Excerpts from pointing data
* * * * * * *

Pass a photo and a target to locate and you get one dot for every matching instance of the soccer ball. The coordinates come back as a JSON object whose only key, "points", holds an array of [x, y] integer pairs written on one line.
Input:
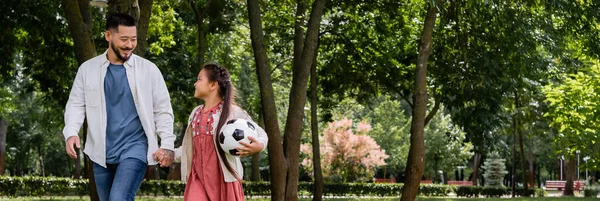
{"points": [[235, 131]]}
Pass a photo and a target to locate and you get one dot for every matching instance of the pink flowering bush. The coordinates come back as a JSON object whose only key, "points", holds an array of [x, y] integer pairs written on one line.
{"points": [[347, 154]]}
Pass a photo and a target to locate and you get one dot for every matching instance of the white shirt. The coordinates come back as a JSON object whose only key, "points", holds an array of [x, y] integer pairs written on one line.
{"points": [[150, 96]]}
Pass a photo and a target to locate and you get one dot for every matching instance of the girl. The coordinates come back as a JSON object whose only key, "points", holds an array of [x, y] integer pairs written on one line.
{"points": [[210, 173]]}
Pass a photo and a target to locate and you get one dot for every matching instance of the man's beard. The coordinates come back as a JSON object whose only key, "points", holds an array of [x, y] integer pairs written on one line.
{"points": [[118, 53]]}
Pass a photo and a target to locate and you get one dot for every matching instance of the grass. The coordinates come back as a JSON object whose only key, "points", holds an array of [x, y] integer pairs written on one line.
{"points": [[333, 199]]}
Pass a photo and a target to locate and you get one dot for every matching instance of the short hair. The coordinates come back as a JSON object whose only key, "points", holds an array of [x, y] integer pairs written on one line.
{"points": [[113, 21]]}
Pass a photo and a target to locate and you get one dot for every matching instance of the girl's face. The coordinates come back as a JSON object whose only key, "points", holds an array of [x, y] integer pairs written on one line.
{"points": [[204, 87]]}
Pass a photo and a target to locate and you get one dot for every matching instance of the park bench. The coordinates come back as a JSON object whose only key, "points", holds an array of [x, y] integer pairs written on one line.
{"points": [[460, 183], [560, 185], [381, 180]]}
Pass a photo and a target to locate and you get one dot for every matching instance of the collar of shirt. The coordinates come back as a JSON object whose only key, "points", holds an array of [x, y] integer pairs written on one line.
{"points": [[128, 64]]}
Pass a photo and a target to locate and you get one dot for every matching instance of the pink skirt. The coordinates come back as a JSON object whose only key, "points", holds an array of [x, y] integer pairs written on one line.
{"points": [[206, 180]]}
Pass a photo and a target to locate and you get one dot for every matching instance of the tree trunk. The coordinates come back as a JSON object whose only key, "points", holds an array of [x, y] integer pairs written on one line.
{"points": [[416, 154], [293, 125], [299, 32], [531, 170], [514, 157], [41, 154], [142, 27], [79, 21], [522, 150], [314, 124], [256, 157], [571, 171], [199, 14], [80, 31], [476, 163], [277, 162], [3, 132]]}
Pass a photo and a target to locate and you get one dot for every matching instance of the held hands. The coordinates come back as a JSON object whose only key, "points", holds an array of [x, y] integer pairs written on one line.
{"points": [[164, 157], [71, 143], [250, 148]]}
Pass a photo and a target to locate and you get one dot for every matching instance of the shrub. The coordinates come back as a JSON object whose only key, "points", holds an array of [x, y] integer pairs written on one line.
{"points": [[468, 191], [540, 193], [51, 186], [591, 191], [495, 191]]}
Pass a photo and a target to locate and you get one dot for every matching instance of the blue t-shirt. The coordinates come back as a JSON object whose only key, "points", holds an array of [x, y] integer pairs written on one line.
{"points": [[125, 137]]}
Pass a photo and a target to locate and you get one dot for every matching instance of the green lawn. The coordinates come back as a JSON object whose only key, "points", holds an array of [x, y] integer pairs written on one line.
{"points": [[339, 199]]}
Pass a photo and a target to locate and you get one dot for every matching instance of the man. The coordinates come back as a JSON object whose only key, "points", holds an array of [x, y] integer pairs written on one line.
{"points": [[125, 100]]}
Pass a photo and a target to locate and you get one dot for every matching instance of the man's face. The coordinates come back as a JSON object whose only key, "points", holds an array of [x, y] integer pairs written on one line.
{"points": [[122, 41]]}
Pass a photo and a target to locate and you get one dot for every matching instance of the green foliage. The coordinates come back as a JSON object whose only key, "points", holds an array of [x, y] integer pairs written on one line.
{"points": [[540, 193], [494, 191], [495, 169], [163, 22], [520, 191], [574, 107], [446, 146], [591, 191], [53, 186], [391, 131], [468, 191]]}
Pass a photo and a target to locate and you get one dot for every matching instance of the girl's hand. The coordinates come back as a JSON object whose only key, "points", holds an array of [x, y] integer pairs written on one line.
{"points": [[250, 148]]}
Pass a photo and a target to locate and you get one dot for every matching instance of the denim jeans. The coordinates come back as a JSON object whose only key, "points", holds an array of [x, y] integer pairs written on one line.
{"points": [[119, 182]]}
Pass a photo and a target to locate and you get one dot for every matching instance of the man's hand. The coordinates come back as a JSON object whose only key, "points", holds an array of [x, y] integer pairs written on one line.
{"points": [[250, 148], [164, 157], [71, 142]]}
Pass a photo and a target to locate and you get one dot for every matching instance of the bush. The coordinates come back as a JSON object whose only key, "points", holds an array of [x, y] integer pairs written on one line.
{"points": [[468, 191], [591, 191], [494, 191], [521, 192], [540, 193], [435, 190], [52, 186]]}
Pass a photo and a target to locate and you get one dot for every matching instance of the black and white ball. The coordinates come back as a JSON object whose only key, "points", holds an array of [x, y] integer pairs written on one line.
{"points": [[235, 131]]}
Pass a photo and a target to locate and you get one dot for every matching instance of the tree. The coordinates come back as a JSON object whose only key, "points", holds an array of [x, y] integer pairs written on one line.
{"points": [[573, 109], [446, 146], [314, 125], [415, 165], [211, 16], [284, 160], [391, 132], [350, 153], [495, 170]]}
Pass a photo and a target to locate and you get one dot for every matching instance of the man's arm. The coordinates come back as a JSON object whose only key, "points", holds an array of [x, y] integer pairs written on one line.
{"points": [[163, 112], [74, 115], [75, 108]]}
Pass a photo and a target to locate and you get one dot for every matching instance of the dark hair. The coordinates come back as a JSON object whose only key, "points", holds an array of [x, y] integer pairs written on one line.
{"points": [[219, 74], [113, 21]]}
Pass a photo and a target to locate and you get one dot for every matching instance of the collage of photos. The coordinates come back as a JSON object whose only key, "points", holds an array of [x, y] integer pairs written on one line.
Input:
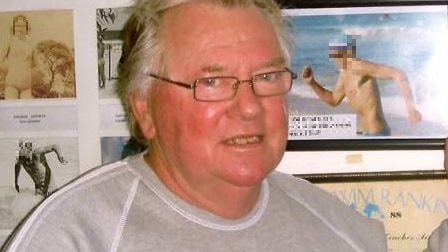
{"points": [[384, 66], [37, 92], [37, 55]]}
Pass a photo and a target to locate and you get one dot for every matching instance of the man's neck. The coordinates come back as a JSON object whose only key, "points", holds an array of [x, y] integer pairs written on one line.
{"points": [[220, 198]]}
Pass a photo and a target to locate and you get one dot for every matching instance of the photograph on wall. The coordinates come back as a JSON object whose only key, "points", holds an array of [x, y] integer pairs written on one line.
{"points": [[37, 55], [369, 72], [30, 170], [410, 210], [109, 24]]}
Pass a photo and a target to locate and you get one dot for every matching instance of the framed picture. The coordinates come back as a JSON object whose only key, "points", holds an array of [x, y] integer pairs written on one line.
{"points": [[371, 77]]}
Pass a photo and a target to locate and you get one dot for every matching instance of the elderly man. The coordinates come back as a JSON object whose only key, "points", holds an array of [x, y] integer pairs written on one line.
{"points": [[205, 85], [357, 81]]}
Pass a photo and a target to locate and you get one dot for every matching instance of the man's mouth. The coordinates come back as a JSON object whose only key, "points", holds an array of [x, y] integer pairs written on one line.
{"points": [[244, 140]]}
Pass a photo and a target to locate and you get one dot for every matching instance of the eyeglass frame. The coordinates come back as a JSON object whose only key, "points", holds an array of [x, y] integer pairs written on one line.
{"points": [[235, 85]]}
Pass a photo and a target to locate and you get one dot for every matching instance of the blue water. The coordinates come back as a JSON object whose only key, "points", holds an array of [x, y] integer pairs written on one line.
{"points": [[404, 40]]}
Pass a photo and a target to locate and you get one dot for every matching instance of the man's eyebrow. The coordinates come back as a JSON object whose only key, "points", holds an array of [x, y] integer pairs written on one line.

* * * * * * *

Directions:
Output all the records above as a numbered list, dropping any blank lines. Omit the pictures from your answer.

Response:
1. Pass a photo and a target to locate and you get one dot for every matching instance of the soccer ball. The coordinates come back as a JSON object whose only key, "points", holds an array of [x, y] integer pairs written on one line.
2. Input:
3. {"points": [[235, 131]]}
4. Pass a photo and a target to locate and you get one dot for every matching instance of the pink flowering bush. The coordinates come back as a JSON object whose only key, "points", holds an array of [x, y] integer pairs written on one line.
5. {"points": [[347, 154]]}
6. Pass a photo and a target to locate and you get one dot for every matching instance of the white shirt. The coordinates come back as a JSON object whose only key, "points", holds an array of [x, y] integer pairs written on one line.
7. {"points": [[150, 96]]}
8. Pass a photo and a target to locate and you get one dot for every matching instance of the girl. The coordinates come back as a JSON object whose only key, "points", holds an array of [x, y] integer pairs written on one line.
9. {"points": [[210, 173]]}
10. Pass a photo and a target to locate and you get one dot for every matching instance of the man's beard. The coordinates come back as a JSON object whose only key, "points", holds an array of [x, y] integer pairs written on one line.
11. {"points": [[118, 53]]}
12. Pass a photo and a target to locate and you get one dot for every matching instance of the grass. The coordinates come back as a JSON object whose only key, "points", holds an array of [x, y] integer pairs written on one line.
13. {"points": [[333, 199]]}
14. Pass a photo and a target to locate and you get one dot for every matching instance of the short hair. The coordinates come back as a JSON object whose only key, "points", holds an array of [x, y] integer pairs written on one line.
15. {"points": [[113, 21]]}
16. Pass a photo and a target to locate and you get one dot for every matching instance of the girl's face. The coordinates come back as a JSON object whose only key, "points", holds an array of [x, y] integer pairs written on one line.
17. {"points": [[204, 87]]}
18. Pass a photo and a target to locate and you get one dot for every matching instance of the park bench. The coordinates come back as a JSON object whose only key, "points", holds an array of [x, y] integer pairs written on one line.
19. {"points": [[460, 183], [560, 185], [381, 180]]}
20. Pass a photo and a target to locate and you get one dot for every matching instance of the collar of shirt. The coordinates come back as a JSON object whose only key, "points", holds an array of [x, y] integer pairs written on one line.
21. {"points": [[128, 64]]}
22. Pass a photo and a target to locate and you get one dot for every matching instance of the pink skirt. The coordinates come back as a JSON object whose only key, "points", holds an array of [x, y] integer pairs written on one line.
23. {"points": [[206, 180]]}
24. Pass a photo and a target to locate and you get one dot for every matching instance of the tree trunk. The coordinates come back as a JSON object whose only key, "points", holds an array of [x, y] integer pairs written on one line.
25. {"points": [[416, 154], [293, 125], [299, 32], [531, 170], [514, 157], [41, 154], [142, 27], [79, 21], [522, 150], [314, 124], [256, 157], [571, 171], [199, 14], [80, 31], [476, 163], [277, 162], [3, 132]]}
26. Pass a photo and a target to locate and you get one dot for every matching instance of the held hands. The coordinates come back as a JSON object whose only key, "points", holds an array of [x, y] integer pairs written on one line.
27. {"points": [[164, 157], [71, 143], [250, 148]]}
28. Pass a photo and a target to locate and you get one dot for every matching instance of the shrub. The coordinates come back as a JSON object whose only key, "points", holds an array of [x, y] integer pairs written on one line.
29. {"points": [[468, 191], [540, 193], [51, 186], [591, 191], [495, 191]]}
30. Pass a photo and a target to locate and you get one dot for every matching instance of the blue t-shirt. The coordinates come back as a JSON object whose only key, "points", holds an array of [x, y] integer pairs written on one line.
31. {"points": [[125, 137]]}
32. Pass a photo and a target to locate and you get one dot for every matching instance of the green lawn. The coordinates come back as a JSON object whose only key, "points", holds an array of [x, y] integer pairs written on one line.
33. {"points": [[339, 199]]}
34. Pass a photo and a target to locate and you get one dot for every matching instance of the man. The coordinates come back as a JSON object whose only key, "points", holds an array of [x, y] integer pairs written on one line.
35. {"points": [[125, 100]]}
36. Pass a photo and a target to locate and you get one dot for every matching instance of the man's face. The coordinates come back as a JSON object whose only key, "points", holds an array of [x, y] integer pairs written on one line.
37. {"points": [[122, 41]]}
38. Pass a photo and a target to locate and you get one dot for every matching instance of the green foliage. The coordinates come back as a JSON object whose only key, "points", holds an array of [x, y] integer pairs written on one line.
39. {"points": [[540, 193], [494, 191], [495, 169], [163, 22], [520, 191], [574, 107], [446, 146], [591, 191], [53, 186], [391, 131], [468, 191]]}
40. Pass a photo and a target to locate and you get one dot for every matching instance of the girl's hand. The coordinates come back as a JSON object whose only key, "points", holds an array of [x, y] integer pairs written on one line.
41. {"points": [[250, 148]]}
42. Pass a photo and a target to locate and you get one dot for every matching instance of the denim jeans. The coordinates come back as a JSON object whose only key, "points", holds an array of [x, y] integer pairs written on one line.
43. {"points": [[119, 182]]}
44. Pass a photo and a target to locate and you get one dot for every matching instance of the man's hand. The coordinates come back as a JSON object whose only key, "points", holds an array of [x, y] integer pairs written on one line.
45. {"points": [[250, 148], [164, 157], [71, 142]]}
46. Pass a photo and a target to locate and you get one dot for every matching instance of the bush. The coordinates come back as a JSON object whose only key, "points", holds an array of [x, y] integer pairs written on one line.
47. {"points": [[468, 191], [591, 191], [494, 191], [521, 192], [540, 193], [435, 190], [52, 186]]}
48. Pass a photo and a target to locate and you get one dot for every matching instance of the black and white ball. The coordinates come back as a JSON object whose only key, "points", holds an array of [x, y] integer pairs written on one line.
49. {"points": [[235, 131]]}
50. Pass a photo and a target to locate and you get one dot for every matching instance of the tree. The coordinates come back as a JSON object whose only key, "points", holds an array of [x, y] integer pairs written on one line.
51. {"points": [[573, 109], [446, 146], [314, 125], [415, 165], [211, 16], [284, 160], [391, 132], [350, 153], [495, 170]]}
52. Pass a photo and a target to locate and you get one dot for every matching instance of the man's arm. The coordinates come back as a JSON object whose only key, "points", holds an array of [x, y] integer pairs written on one line.
53. {"points": [[163, 112], [74, 115], [75, 108]]}
54. Pass a photo and a target to locate and you get one dot for every matching instance of the dark hair. The coordinates come back as a JSON object whose only key, "points", holds an array of [x, y] integer pairs written on one line.
55. {"points": [[219, 74], [113, 21]]}
56. Pass a photo and a target to locate and you get one dot for every matching instance of the collage of photos. The coordinates come back as a JSON object whose only key, "points", holds an array of [x, y] integer pairs written on one line.
57. Input:
58. {"points": [[384, 66], [37, 92], [37, 55]]}
59. Pass a photo and a target to locate and you get one dot for every matching instance of the man's neck. The coordinates come back as a JSON object whose only key, "points", holds an array of [x, y] integer pairs written on one line.
60. {"points": [[220, 198]]}
61. Pass a photo and a target to locate and you get one dot for every matching instance of the photograph on wall. The coordinates come back as a JSON object whose only key, "points", holds an array of [x, y] integer pairs written on one line.
62. {"points": [[37, 55], [369, 72], [30, 170], [410, 210], [109, 24]]}
63. Pass a photo and a target to locate and you get one dot for every matching instance of the framed picture. The coordinates come back as a JSON object whose only key, "points", holds an array of [x, y] integer pairs written on one line.
64. {"points": [[371, 77]]}
65. Pass a photo and a target to locate and you get one dot for every matching instance of the elderly man. The coordinates come back as a JSON object whose only key, "points", holds an array of [x, y] integer pairs written on one line.
66. {"points": [[205, 85], [357, 81]]}
67. Pass a photo and a target to locate and you get one dot for every matching instance of the man's mouth. The coordinates come back as a JSON object whose only key, "points", holds an array of [x, y] integer pairs written on one line.
68. {"points": [[244, 140]]}
69. Pass a photo and a target to locate and you get one dot for every matching instance of the eyeglass frame. The coordinates come back as a JSON object whose only key, "points", holds an array of [x, y] integer pairs written on one line.
70. {"points": [[235, 85]]}
71. Pass a photo and a target to locate and you get one dot for every matching instance of the blue water. The coordinates come back as a JSON object whose only key, "points", holds an array of [x, y] integer pairs written on one line.
72. {"points": [[404, 40]]}
73. Pass a photo and a target to locate and you get one dot for every matching instance of the man's eyebrow. The coordinates come back as a JSON object whose only key, "points", holds an array of [x, y] integer pairs written on one line.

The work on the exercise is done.